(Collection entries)
== Segment start ==
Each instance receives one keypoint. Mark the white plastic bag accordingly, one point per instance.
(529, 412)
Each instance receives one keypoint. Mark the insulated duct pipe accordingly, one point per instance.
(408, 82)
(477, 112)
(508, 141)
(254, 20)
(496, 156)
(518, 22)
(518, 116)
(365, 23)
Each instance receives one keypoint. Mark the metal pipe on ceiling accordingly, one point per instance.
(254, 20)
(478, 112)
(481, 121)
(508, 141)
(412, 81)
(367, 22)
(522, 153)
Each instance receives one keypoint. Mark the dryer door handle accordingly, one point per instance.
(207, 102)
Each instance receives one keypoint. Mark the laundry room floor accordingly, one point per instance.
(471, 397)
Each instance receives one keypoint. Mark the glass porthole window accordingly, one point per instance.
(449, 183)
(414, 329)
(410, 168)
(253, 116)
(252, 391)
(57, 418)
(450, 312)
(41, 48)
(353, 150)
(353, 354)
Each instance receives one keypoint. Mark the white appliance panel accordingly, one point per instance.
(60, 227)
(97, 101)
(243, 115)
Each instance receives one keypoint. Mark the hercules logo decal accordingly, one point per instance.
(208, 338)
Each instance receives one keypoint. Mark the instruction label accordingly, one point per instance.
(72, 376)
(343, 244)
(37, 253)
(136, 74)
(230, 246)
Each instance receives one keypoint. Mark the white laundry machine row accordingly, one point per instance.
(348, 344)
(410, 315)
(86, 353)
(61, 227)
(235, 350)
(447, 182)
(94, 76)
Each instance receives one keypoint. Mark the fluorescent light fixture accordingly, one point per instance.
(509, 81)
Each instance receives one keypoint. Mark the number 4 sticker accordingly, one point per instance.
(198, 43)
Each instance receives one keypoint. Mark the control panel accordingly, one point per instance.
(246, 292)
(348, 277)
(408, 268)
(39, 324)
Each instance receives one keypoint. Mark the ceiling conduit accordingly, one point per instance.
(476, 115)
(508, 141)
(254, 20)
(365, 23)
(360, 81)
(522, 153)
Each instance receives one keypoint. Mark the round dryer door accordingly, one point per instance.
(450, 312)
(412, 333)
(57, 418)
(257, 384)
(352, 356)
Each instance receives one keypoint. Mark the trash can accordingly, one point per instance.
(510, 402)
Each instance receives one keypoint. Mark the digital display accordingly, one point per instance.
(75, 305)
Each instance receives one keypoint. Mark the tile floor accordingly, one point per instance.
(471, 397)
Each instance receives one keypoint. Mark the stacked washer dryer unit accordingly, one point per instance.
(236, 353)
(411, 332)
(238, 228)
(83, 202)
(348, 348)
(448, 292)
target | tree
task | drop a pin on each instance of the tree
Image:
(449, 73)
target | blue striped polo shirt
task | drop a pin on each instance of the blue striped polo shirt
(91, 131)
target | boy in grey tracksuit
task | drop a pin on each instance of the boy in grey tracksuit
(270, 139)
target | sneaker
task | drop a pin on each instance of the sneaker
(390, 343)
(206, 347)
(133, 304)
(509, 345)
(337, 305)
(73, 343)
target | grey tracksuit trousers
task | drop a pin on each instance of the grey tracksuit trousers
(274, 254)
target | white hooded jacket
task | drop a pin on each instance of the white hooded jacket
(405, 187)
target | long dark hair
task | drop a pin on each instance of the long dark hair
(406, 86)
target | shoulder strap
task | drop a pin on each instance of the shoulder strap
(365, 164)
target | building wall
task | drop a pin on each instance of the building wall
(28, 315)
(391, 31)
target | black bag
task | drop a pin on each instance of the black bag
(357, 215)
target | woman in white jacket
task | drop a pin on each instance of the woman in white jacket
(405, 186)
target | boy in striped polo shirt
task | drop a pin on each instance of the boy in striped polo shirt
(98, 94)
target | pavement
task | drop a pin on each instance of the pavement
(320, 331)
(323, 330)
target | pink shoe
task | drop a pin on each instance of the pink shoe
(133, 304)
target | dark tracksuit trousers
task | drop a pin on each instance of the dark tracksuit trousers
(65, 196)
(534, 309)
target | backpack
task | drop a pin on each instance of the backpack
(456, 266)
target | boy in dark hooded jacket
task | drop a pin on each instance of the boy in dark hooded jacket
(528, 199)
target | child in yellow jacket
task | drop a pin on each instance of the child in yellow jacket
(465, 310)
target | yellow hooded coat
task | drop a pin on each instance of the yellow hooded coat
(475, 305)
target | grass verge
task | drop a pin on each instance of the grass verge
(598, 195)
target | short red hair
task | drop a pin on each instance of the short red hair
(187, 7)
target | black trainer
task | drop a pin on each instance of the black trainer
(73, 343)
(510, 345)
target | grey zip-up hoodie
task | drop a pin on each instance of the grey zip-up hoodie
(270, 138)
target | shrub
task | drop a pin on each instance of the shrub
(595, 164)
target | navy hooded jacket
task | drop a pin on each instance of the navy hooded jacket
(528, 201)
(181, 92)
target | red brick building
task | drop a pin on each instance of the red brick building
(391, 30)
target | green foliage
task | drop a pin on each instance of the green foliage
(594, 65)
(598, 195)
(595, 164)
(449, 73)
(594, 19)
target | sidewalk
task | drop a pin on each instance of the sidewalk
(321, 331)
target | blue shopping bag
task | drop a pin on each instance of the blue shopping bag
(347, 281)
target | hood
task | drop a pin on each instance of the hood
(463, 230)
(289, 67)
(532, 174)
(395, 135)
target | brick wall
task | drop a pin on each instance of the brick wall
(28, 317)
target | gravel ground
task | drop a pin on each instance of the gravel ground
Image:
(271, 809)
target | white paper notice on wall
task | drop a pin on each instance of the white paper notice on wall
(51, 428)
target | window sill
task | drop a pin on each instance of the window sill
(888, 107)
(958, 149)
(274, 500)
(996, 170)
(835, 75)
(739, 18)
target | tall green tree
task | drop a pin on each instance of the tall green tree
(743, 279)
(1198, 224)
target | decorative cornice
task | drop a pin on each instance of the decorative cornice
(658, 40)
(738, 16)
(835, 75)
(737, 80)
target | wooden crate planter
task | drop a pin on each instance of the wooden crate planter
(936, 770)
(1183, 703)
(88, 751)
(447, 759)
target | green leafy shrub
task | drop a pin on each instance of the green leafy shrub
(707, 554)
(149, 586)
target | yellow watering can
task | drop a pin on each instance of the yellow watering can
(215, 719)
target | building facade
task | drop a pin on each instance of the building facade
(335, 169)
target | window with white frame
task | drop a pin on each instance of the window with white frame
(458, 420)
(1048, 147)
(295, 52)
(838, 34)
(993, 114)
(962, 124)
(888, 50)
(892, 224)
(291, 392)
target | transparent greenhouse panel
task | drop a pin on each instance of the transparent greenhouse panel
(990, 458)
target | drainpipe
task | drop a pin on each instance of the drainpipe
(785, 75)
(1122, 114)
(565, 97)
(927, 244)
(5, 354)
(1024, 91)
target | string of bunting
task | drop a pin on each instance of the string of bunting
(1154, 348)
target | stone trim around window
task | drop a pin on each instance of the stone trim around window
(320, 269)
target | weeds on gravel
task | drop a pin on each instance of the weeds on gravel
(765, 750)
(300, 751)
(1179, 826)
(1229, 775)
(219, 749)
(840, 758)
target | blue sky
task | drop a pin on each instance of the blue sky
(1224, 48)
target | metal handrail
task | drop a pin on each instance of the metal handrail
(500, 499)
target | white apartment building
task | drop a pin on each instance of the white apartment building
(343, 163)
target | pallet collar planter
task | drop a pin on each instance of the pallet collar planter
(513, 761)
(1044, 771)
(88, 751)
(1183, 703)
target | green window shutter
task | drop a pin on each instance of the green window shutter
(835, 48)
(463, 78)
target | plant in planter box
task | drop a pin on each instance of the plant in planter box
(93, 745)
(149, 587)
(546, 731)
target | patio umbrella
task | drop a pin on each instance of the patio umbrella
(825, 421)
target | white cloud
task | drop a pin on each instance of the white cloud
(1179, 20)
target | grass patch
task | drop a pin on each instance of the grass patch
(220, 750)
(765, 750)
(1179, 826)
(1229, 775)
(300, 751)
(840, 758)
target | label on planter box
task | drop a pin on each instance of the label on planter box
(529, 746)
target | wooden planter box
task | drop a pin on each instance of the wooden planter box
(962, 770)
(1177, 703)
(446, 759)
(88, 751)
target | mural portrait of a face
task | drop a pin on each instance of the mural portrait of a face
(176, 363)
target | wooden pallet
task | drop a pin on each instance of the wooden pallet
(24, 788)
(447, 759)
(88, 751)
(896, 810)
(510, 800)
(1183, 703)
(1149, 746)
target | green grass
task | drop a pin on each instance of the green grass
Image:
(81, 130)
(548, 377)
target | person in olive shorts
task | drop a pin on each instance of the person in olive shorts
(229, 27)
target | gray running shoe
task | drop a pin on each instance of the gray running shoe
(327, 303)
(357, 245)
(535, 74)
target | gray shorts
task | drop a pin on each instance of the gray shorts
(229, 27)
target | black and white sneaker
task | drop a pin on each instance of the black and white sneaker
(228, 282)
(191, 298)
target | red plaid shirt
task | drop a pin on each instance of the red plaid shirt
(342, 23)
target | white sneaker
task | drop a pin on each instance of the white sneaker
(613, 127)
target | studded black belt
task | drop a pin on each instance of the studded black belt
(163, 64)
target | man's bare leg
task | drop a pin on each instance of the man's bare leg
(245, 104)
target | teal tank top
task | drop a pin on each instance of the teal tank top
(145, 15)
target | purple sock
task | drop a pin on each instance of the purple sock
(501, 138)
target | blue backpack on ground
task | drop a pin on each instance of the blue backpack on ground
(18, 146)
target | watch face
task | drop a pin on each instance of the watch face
== Segment end ==
= WORK INSTRUCTION =
Looking at the records above, return exactly the lines from the line with "target | sneaker" to the line with "target | building wall", both ends included.

= TASK RESULT =
target | sneaker
task | drop a pin on each instance of the sneaker
(390, 343)
(206, 347)
(133, 304)
(509, 345)
(337, 305)
(73, 343)
target | grey tracksuit trousers
task | drop a pin on each instance of the grey tracksuit trousers
(274, 254)
target | white hooded jacket
task | drop a pin on each instance of the white hooded jacket
(405, 187)
target | long dark hair
task | drop a pin on each instance of the long dark hair
(406, 86)
target | shoulder strap
task | drop a pin on each instance of the shoulder strap
(365, 164)
target | building wall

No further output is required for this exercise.